**What to do:**
Retype all of the data below line for line, changing nothing.

(Coordinate annotation data)
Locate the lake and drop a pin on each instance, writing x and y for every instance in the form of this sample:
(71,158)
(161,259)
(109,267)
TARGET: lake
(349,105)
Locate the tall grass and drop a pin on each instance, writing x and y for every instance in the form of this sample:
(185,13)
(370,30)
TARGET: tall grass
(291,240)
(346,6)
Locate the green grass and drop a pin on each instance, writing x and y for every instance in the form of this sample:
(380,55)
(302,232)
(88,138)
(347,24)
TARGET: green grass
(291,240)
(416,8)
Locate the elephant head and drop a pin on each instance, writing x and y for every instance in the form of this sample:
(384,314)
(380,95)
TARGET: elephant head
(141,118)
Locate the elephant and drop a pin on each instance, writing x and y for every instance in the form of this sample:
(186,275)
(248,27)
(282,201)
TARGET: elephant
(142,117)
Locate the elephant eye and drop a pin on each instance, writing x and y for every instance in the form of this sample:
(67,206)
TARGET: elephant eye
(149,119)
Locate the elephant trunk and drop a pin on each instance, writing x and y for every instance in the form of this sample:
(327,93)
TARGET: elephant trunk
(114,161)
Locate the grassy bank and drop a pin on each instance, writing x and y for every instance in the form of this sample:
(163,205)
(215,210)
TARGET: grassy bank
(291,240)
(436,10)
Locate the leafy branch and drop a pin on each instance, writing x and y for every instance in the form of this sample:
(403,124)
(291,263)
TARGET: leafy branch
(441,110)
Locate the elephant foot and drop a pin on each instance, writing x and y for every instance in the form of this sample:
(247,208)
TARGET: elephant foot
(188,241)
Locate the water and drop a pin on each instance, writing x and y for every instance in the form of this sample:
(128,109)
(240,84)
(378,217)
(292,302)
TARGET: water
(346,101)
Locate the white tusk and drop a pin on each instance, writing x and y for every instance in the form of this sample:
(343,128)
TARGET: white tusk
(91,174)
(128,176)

**Final answer:**
Locate the lake and drop a pin on each instance, writing x and y for every instance in the form of this sample:
(71,158)
(161,259)
(109,267)
TARGET: lake
(349,105)
Locate the tall grass and drop a pin on each instance, writing x and y for every instance in the form of this sample:
(185,13)
(370,30)
TARGET: tall grass
(291,240)
(346,6)
Locate the green grass and drop a pin on each instance, writing x and y for every instance in the form of this sample:
(380,55)
(302,232)
(88,138)
(347,24)
TARGET: green grass
(291,240)
(416,8)
Locate the elephant head and drop a pin on each instance, writing x and y for every instance in the form of this sample:
(384,314)
(380,95)
TARGET: elephant head
(141,118)
Locate the elephant and drop a pin on each instance, writing x and y for every instance in the form of this sample:
(186,275)
(248,27)
(282,201)
TARGET: elephant
(142,117)
Locate the elephant eye and drop a pin on each instance, writing x and y for every instance in the form of this sample:
(67,206)
TARGET: elephant eye
(149,119)
Locate the elephant trunk and drop a pin on each instance, writing x and y for every instance in the form of this sample:
(327,93)
TARGET: elephant trunk
(114,161)
Locate the grassy bank and drop a pin on each instance, writing x and y for every instance in the form of this sample:
(163,205)
(215,210)
TARGET: grassy bank
(291,240)
(436,10)
Locate the leafy branch and drop a pin on each instance, writing x and y for every instance in the form of this sample:
(403,124)
(291,263)
TARGET: leafy branch
(441,110)
Locate the elephant foot and drop a pin on each instance, writing x and y for every instance in the form of this sample:
(247,208)
TARGET: elephant foot
(188,241)
Locate the water and drop a pin on each instance, writing x and y for every instance in the form of this sample:
(128,109)
(240,84)
(378,217)
(292,302)
TARGET: water
(346,101)
Locate the white tusk and drop a pin on each instance, writing x and y for every instance in the form of this sample:
(343,128)
TARGET: white tusk
(91,174)
(128,176)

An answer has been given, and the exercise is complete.